[Pointing dataset records]
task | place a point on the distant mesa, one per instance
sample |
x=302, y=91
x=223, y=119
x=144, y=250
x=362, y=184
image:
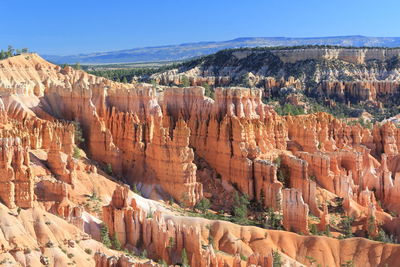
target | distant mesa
x=190, y=50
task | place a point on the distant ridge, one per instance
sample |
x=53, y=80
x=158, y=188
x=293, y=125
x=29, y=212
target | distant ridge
x=190, y=50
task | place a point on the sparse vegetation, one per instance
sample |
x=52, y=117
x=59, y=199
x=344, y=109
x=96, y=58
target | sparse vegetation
x=289, y=109
x=108, y=169
x=11, y=52
x=78, y=134
x=184, y=258
x=184, y=81
x=276, y=259
x=105, y=236
x=115, y=242
x=208, y=91
x=346, y=225
x=239, y=210
x=203, y=205
x=77, y=153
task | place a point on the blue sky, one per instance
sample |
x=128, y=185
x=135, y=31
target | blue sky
x=80, y=26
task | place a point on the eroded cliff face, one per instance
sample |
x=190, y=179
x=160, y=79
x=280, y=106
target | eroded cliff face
x=168, y=145
x=344, y=74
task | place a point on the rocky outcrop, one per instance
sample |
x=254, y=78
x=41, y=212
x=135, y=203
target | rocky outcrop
x=60, y=164
x=16, y=175
x=295, y=211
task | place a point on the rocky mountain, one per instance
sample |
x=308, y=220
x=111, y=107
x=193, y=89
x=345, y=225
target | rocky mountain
x=99, y=173
x=345, y=75
x=190, y=50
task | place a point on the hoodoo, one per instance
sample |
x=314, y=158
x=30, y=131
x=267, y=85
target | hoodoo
x=101, y=173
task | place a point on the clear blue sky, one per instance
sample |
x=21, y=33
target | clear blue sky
x=80, y=26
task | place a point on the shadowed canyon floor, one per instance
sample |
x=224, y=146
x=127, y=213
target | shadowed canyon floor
x=75, y=148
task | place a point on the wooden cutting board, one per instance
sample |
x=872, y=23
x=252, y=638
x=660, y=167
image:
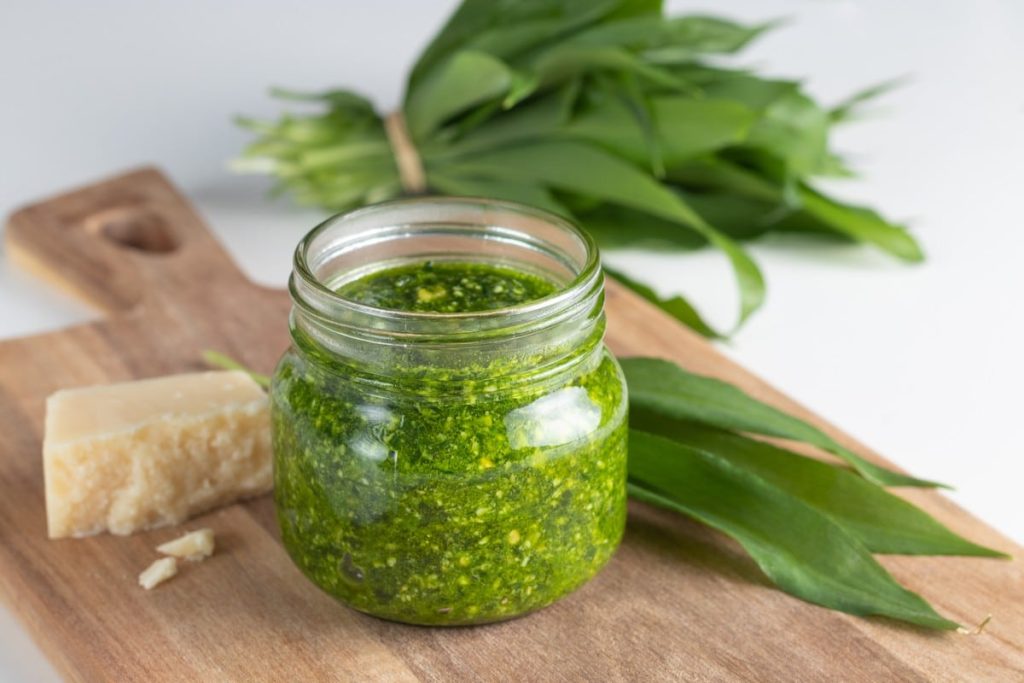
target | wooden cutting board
x=678, y=601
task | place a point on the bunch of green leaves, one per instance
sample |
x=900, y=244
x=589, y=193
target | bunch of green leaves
x=604, y=111
x=811, y=525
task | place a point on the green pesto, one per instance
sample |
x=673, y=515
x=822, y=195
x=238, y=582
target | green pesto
x=458, y=501
x=446, y=287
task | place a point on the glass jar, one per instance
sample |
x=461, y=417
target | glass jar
x=449, y=468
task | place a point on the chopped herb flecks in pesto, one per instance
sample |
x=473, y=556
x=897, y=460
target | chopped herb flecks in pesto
x=455, y=502
x=446, y=287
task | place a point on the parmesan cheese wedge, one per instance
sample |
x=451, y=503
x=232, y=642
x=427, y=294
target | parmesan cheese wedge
x=158, y=572
x=139, y=455
x=194, y=546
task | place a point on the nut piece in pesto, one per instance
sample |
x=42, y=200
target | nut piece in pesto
x=449, y=427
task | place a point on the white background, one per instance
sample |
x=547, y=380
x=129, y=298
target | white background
x=923, y=363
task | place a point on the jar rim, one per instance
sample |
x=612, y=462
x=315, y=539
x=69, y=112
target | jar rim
x=586, y=276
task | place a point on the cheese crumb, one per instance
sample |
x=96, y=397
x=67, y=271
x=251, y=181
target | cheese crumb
x=158, y=572
x=140, y=455
x=194, y=546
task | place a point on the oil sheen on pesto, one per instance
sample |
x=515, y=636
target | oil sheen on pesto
x=434, y=499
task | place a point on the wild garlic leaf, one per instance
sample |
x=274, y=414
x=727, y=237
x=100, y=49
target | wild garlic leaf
x=862, y=224
x=461, y=82
x=849, y=108
x=590, y=171
x=616, y=226
x=667, y=389
x=795, y=129
x=476, y=17
x=802, y=550
x=884, y=522
x=685, y=127
x=656, y=36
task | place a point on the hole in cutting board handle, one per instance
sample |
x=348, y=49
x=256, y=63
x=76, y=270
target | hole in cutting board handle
x=137, y=229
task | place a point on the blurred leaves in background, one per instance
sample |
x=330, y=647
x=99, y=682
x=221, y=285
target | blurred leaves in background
x=604, y=111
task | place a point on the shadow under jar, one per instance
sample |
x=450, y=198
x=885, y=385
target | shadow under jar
x=449, y=427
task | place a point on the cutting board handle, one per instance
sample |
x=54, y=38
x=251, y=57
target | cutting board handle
x=119, y=243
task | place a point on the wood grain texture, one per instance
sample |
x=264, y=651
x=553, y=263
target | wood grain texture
x=678, y=601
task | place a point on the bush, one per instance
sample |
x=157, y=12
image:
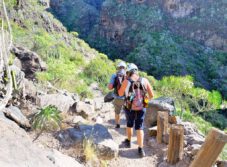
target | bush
x=47, y=119
x=100, y=70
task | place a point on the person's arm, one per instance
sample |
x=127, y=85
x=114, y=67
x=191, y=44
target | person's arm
x=111, y=83
x=124, y=85
x=149, y=90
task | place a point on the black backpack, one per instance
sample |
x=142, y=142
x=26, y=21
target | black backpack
x=132, y=97
x=117, y=83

→ The problem: Express every line of the listing above as a JSON list of strings, one string per line, skipping blank lines and leaving out the pictures.

→ Response to this exercise:
[
  "task | place a point on the distant mesa, one per instance",
  "sample |",
  "x=302, y=91",
  "x=223, y=119",
  "x=144, y=250",
  "x=362, y=184",
  "image:",
  "target | distant mesa",
  "x=190, y=50",
  "task | place a point on the distant ridge, one per instance",
  "sample |",
  "x=53, y=80",
  "x=158, y=188",
  "x=293, y=125",
  "x=29, y=212",
  "target | distant ridge",
  "x=190, y=50",
  "task | place a point on the sparse vegetation, one per instance",
  "sample |",
  "x=52, y=117",
  "x=59, y=199",
  "x=344, y=109",
  "x=96, y=58",
  "target | sparse vegetation",
  "x=289, y=109",
  "x=108, y=169",
  "x=11, y=52",
  "x=78, y=134",
  "x=184, y=258",
  "x=184, y=81",
  "x=276, y=259",
  "x=105, y=236",
  "x=115, y=242",
  "x=208, y=91",
  "x=346, y=225",
  "x=239, y=210",
  "x=203, y=205",
  "x=77, y=153",
  "task | place a point on the blue sky, one per instance",
  "sample |",
  "x=128, y=185",
  "x=135, y=31",
  "target | blue sky",
  "x=80, y=26",
  "task | place a point on the eroded cliff face, one per instance",
  "sample |",
  "x=190, y=179",
  "x=160, y=79",
  "x=280, y=106",
  "target | eroded cliff face",
  "x=168, y=145",
  "x=344, y=74",
  "task | place a point on the rocky outcrop, one per instance",
  "sample |",
  "x=254, y=78",
  "x=41, y=212",
  "x=135, y=203",
  "target | rocky outcrop",
  "x=60, y=164",
  "x=16, y=175",
  "x=295, y=211",
  "task | place a point on the rocky mountain, one per instance",
  "sample |",
  "x=308, y=220",
  "x=111, y=107",
  "x=193, y=89",
  "x=345, y=225",
  "target | rocky mountain",
  "x=99, y=173",
  "x=345, y=75",
  "x=190, y=50",
  "task | place a point on the hoodoo, one per instance",
  "sample |",
  "x=314, y=158",
  "x=30, y=131",
  "x=267, y=85",
  "target | hoodoo",
  "x=101, y=173",
  "task | place a point on the clear blue sky, one per instance",
  "sample |",
  "x=21, y=33",
  "target | clear blue sky",
  "x=80, y=26",
  "task | place a point on the shadowed canyon floor, one per instance",
  "sample |",
  "x=224, y=146",
  "x=127, y=213",
  "target | shadowed canyon floor",
  "x=75, y=148",
  "task | place a point on the wooden cutting board, one per instance",
  "sample |",
  "x=872, y=23",
  "x=252, y=638",
  "x=660, y=167",
  "image:",
  "target | wooden cutting board",
  "x=678, y=601",
  "task | place a point on the bunch of green leaves, one per instance",
  "sample |",
  "x=900, y=244",
  "x=589, y=193",
  "target | bunch of green leaves",
  "x=604, y=111",
  "x=811, y=525",
  "task | place a point on the green pesto, one per instance",
  "sample |",
  "x=673, y=515",
  "x=822, y=195",
  "x=238, y=582",
  "target | green pesto",
  "x=458, y=501",
  "x=446, y=287",
  "task | place a point on the glass jar, one per instance",
  "sample |",
  "x=461, y=417",
  "target | glass jar",
  "x=449, y=468",
  "task | place a point on the chopped herb flecks in pesto, one per instance",
  "sample |",
  "x=473, y=556",
  "x=897, y=460",
  "target | chopped herb flecks in pesto",
  "x=455, y=502",
  "x=446, y=287",
  "task | place a point on the parmesan cheese wedge, one per instance",
  "sample |",
  "x=451, y=503",
  "x=232, y=642",
  "x=427, y=294",
  "target | parmesan cheese wedge",
  "x=158, y=572",
  "x=139, y=455",
  "x=194, y=546",
  "task | place a point on the nut piece in pesto, one per instance",
  "sample |",
  "x=42, y=200",
  "target | nut piece in pesto",
  "x=449, y=427",
  "task | place a point on the white background, one per instance",
  "sample |",
  "x=547, y=380",
  "x=129, y=298",
  "target | white background",
  "x=923, y=363",
  "task | place a point on the jar rim, one per instance",
  "sample |",
  "x=612, y=462",
  "x=315, y=539",
  "x=69, y=112",
  "target | jar rim",
  "x=586, y=276",
  "task | place a point on the cheese crumb, one per instance",
  "sample |",
  "x=96, y=397",
  "x=67, y=271",
  "x=251, y=181",
  "target | cheese crumb",
  "x=158, y=572",
  "x=140, y=455",
  "x=194, y=546",
  "task | place a point on the oil sheen on pesto, one per instance",
  "sample |",
  "x=515, y=636",
  "target | oil sheen on pesto",
  "x=434, y=499",
  "task | place a point on the wild garlic leaf, one per instance",
  "sample |",
  "x=274, y=414",
  "x=727, y=237",
  "x=100, y=49",
  "target | wild garlic leaf",
  "x=862, y=224",
  "x=461, y=82",
  "x=849, y=108",
  "x=590, y=171",
  "x=616, y=226",
  "x=667, y=389",
  "x=795, y=129",
  "x=476, y=17",
  "x=802, y=550",
  "x=884, y=522",
  "x=685, y=127",
  "x=656, y=36",
  "task | place a point on the hole in cutting board handle, one per instance",
  "sample |",
  "x=348, y=49",
  "x=256, y=63",
  "x=76, y=270",
  "target | hole in cutting board handle",
  "x=137, y=229",
  "task | place a point on the blurred leaves in background, one per instance",
  "sample |",
  "x=330, y=647",
  "x=99, y=682",
  "x=221, y=285",
  "target | blurred leaves in background",
  "x=604, y=111",
  "task | place a point on the shadow under jar, one per instance",
  "sample |",
  "x=450, y=198",
  "x=885, y=385",
  "target | shadow under jar",
  "x=449, y=427",
  "task | place a point on the cutting board handle, one per instance",
  "sample |",
  "x=54, y=38",
  "x=251, y=57",
  "target | cutting board handle",
  "x=119, y=243",
  "task | place a point on the wood grain texture, one per instance",
  "sample |",
  "x=264, y=651",
  "x=553, y=263",
  "target | wood grain texture",
  "x=678, y=601",
  "task | place a point on the bush, one per instance",
  "sample |",
  "x=157, y=12",
  "image:",
  "target | bush",
  "x=47, y=119",
  "x=100, y=70",
  "task | place a point on the person's arm, one per instance",
  "sample |",
  "x=127, y=85",
  "x=114, y=67",
  "x=191, y=44",
  "target | person's arm",
  "x=111, y=83",
  "x=124, y=85",
  "x=149, y=90",
  "task | place a point on the black backpack, one per instance",
  "sample |",
  "x=142, y=142",
  "x=26, y=21",
  "target | black backpack",
  "x=132, y=97",
  "x=117, y=83"
]